→ **Directions for this task**
Extract the line that contains "Timed drill: list bounding boxes for every white siding" and every line after it through the end of the records below, exactly as written, leaving out any pictures.

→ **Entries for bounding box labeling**
- - - -

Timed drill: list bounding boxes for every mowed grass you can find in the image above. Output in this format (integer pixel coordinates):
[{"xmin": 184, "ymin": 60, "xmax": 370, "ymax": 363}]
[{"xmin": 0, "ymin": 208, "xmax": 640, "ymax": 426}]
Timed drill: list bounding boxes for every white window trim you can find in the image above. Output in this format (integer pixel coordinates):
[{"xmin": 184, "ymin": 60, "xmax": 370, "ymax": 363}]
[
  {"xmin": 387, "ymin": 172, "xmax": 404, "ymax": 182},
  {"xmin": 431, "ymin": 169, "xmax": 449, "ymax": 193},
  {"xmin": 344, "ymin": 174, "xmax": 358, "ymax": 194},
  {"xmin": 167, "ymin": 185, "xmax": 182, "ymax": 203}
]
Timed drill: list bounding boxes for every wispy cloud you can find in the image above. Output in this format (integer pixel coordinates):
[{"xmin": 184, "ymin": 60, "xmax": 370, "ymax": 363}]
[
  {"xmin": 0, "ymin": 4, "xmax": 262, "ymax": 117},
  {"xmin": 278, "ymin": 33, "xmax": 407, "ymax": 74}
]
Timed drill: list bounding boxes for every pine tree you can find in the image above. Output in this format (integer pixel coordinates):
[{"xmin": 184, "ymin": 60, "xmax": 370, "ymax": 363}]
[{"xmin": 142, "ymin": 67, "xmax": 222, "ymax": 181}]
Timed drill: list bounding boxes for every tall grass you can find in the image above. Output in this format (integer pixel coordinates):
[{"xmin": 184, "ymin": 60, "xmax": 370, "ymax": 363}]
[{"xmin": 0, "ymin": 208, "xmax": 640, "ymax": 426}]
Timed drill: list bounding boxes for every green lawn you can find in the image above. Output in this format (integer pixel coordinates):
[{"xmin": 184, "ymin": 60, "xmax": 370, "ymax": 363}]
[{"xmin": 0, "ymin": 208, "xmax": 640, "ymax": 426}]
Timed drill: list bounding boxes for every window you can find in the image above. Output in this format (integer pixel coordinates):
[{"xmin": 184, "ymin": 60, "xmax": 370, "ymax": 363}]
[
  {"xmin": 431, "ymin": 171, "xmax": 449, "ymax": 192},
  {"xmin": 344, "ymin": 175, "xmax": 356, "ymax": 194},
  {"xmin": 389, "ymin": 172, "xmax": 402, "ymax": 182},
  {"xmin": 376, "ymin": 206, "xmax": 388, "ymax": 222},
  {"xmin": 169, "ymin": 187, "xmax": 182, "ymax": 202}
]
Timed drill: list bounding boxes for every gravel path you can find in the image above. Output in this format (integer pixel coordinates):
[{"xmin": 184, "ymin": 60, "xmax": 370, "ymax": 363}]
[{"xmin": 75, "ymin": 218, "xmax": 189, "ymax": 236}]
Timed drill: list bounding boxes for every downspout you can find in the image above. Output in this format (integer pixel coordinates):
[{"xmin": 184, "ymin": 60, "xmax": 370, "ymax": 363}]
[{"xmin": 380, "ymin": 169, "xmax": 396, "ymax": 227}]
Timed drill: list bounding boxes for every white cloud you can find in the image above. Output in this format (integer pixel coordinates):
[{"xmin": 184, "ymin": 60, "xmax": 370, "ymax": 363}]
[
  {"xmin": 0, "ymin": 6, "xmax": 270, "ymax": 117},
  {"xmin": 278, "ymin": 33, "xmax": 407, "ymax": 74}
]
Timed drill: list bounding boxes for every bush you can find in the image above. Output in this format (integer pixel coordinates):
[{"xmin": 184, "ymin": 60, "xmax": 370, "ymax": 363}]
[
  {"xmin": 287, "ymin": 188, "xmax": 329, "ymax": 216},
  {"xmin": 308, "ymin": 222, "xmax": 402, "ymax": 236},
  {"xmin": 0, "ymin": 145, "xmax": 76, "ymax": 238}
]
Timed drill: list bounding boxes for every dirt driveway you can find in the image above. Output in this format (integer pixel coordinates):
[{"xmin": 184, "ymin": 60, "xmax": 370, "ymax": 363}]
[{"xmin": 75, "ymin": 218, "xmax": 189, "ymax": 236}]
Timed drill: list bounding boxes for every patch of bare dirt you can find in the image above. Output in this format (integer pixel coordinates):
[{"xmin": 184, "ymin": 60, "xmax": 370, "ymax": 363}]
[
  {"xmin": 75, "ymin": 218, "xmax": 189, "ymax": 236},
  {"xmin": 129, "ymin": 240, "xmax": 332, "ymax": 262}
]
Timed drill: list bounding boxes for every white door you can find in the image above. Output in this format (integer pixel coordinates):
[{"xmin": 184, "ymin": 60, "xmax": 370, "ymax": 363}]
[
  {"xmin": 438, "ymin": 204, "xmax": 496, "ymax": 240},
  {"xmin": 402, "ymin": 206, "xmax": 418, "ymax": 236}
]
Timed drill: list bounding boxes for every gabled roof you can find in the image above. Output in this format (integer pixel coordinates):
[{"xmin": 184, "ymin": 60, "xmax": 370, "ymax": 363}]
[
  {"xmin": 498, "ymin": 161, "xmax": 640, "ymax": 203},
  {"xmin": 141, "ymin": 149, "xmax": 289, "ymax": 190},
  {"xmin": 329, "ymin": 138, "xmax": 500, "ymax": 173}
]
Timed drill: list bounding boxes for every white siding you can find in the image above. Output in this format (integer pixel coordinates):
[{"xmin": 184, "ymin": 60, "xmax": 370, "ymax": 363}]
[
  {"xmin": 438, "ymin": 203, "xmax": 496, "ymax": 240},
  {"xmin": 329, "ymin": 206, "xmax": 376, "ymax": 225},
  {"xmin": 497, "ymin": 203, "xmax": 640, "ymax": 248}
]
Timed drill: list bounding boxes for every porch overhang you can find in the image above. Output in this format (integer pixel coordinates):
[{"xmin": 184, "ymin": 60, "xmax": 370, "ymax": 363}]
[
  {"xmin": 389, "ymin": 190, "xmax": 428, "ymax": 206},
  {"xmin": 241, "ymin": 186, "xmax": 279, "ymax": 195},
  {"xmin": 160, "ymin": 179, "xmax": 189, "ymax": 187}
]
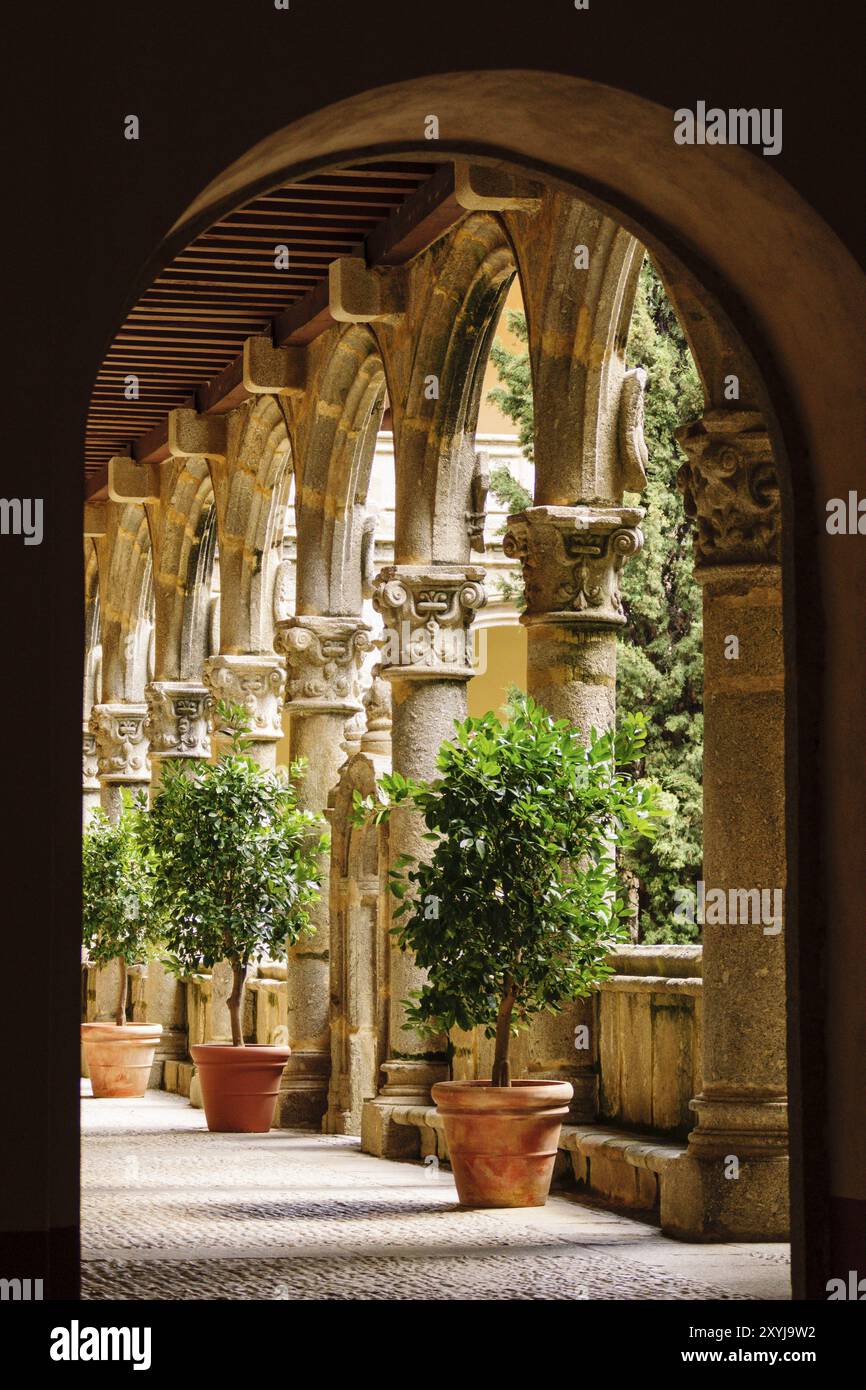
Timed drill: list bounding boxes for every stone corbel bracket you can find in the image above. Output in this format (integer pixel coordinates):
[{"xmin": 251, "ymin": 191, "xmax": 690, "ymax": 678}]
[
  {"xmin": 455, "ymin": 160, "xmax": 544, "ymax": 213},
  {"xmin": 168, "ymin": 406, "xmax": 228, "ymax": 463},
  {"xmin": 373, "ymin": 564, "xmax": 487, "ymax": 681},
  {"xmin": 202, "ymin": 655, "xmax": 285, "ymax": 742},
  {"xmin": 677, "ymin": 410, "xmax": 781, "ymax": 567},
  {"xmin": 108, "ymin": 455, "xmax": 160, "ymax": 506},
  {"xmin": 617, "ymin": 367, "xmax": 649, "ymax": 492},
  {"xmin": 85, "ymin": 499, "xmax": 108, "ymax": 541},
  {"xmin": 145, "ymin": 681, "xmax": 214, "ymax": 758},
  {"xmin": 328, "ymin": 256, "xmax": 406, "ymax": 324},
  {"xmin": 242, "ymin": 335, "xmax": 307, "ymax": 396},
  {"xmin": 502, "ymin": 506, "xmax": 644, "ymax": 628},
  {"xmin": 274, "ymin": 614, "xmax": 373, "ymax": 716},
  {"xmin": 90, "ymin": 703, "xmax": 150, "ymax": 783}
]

- - - -

→ **Complete output**
Timed drill: list bounding boxes for every white siding you can find in the image above. Output in this format (integer pixel coordinates):
[{"xmin": 184, "ymin": 60, "xmax": 370, "ymax": 363}]
[
  {"xmin": 438, "ymin": 203, "xmax": 496, "ymax": 240},
  {"xmin": 329, "ymin": 206, "xmax": 376, "ymax": 225},
  {"xmin": 497, "ymin": 203, "xmax": 640, "ymax": 248}
]
Timed drill: list bounding boxes for every porch overhang you can find in the image above. Output in this format (integer pixel coordinates):
[{"xmin": 184, "ymin": 60, "xmax": 370, "ymax": 363}]
[
  {"xmin": 389, "ymin": 190, "xmax": 428, "ymax": 206},
  {"xmin": 241, "ymin": 186, "xmax": 279, "ymax": 195},
  {"xmin": 160, "ymin": 179, "xmax": 189, "ymax": 187}
]
Timed drill: list bounding boxes for every stone corbel bracket you can find in the image above. Output in this format (integer pixel coordinates):
[{"xmin": 251, "ymin": 191, "xmax": 690, "ymax": 678}]
[
  {"xmin": 455, "ymin": 160, "xmax": 544, "ymax": 213},
  {"xmin": 168, "ymin": 406, "xmax": 228, "ymax": 463},
  {"xmin": 373, "ymin": 564, "xmax": 487, "ymax": 681},
  {"xmin": 202, "ymin": 655, "xmax": 285, "ymax": 742},
  {"xmin": 677, "ymin": 410, "xmax": 781, "ymax": 567},
  {"xmin": 108, "ymin": 455, "xmax": 160, "ymax": 506},
  {"xmin": 617, "ymin": 367, "xmax": 649, "ymax": 492},
  {"xmin": 85, "ymin": 499, "xmax": 108, "ymax": 541},
  {"xmin": 145, "ymin": 681, "xmax": 214, "ymax": 758},
  {"xmin": 328, "ymin": 256, "xmax": 406, "ymax": 324},
  {"xmin": 242, "ymin": 335, "xmax": 307, "ymax": 396},
  {"xmin": 502, "ymin": 506, "xmax": 644, "ymax": 628},
  {"xmin": 274, "ymin": 614, "xmax": 373, "ymax": 716},
  {"xmin": 90, "ymin": 703, "xmax": 150, "ymax": 783}
]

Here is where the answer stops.